#### [GIVEN TASK 1]
Find each line in the entries below that contains the word "plant" and copy those lines.

#### [DOCUMENT EXCERPT]
..........

From: Jan Beulich <jbeulich@suse.com>
Subject: x86: don't store possibly stale TLB flush time stamp

While the timing window is extremely narrow, it is theoretically
possible for an update to the TLB flush clock and a subsequent flush
IPI to happen between the read and write parts of the update of the
per-page stamp. Exclude this possibility by disabling interrupts
across the update, preventing the IPI to be serviced in the middle.

This is XSA-241.

Reported-by: Jann Horn <jannh@google.com>
Suggested-by: George Dunlap <george.dunlap@citrix.com>
Signed-off-by: Jan Beulich <jbeulich@suse.com>
Reviewed-by: George Dunlap <george.dunlap@citrix.com>
---
v3: Fix ARM build issue.
v2: Rebase on top of staging + (237-240)

..........

#### [GIVEN TASK 2]
Rewrite the patch note between "This is XSA-241." and "ARM build issue.", inclusive, renaming "build issue" to "compile error" throughout that part.

..........

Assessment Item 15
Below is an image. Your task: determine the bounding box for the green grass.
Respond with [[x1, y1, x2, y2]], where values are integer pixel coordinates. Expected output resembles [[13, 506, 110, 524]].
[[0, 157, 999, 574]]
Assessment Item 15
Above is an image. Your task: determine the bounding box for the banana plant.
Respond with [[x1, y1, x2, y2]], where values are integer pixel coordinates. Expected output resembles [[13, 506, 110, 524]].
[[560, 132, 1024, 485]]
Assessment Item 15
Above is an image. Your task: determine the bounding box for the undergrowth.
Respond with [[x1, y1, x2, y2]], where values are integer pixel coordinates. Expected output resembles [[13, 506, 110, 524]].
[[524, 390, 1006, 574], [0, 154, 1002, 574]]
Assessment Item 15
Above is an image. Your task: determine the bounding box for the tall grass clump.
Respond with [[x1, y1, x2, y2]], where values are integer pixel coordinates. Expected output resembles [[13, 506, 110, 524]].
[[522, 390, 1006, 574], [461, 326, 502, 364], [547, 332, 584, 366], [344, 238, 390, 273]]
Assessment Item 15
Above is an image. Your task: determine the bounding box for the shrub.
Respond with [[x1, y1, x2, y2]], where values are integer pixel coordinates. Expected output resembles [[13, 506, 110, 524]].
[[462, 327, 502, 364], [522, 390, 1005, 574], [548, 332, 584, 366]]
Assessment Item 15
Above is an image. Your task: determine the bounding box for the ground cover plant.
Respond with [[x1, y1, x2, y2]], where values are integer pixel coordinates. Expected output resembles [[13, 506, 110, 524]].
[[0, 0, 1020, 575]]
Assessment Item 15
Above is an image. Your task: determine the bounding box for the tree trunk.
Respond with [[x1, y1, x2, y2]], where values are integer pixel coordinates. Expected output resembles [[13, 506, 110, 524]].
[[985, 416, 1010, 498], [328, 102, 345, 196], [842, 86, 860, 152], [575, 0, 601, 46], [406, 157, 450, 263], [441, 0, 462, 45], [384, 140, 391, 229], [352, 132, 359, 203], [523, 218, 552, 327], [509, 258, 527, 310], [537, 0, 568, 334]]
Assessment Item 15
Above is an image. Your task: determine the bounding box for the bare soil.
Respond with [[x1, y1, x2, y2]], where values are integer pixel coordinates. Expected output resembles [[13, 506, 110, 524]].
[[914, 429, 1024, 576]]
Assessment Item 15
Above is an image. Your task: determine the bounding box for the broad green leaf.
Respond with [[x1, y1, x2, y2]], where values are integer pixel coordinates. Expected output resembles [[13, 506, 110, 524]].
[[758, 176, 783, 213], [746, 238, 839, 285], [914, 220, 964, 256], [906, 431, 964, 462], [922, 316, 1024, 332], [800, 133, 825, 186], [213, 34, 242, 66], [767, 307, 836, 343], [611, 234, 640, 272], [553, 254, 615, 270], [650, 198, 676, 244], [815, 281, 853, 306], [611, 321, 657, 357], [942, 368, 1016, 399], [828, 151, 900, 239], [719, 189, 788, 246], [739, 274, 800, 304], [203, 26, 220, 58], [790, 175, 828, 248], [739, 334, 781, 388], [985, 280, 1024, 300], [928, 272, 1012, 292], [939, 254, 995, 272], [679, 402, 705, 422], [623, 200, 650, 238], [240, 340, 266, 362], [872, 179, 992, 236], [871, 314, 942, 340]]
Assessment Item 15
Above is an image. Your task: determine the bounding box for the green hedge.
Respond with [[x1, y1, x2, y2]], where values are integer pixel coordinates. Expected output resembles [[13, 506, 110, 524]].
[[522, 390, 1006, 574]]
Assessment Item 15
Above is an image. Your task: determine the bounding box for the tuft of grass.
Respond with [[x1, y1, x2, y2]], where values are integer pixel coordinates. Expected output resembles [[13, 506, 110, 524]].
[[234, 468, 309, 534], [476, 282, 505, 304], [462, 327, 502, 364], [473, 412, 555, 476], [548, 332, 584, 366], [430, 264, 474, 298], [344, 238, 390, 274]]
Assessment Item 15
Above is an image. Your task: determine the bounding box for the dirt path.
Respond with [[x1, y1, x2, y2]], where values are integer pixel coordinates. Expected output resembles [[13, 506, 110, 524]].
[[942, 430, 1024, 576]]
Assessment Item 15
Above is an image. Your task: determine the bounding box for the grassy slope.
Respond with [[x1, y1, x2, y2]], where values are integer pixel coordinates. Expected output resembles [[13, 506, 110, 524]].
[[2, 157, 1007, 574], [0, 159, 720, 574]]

..........

#### [FULL SOLUTION 1]
Above is an image. Your task: determine the bounding box for the banana plant.
Above is an image. Your task: determine the bounding box for the ground cover plant.

#### [FULL SOLUTION 2]
This is XSA-241.

Reported-by: Jann Horn <jannh@google.com>
Suggested-by: George Dunlap <george.dunlap@citrix.com>
Signed-off-by: Jan Beulich <jbeulich@suse.com>
Reviewed-by: George Dunlap <george.dunlap@citrix.com>
---
v3: Fix ARM compile error.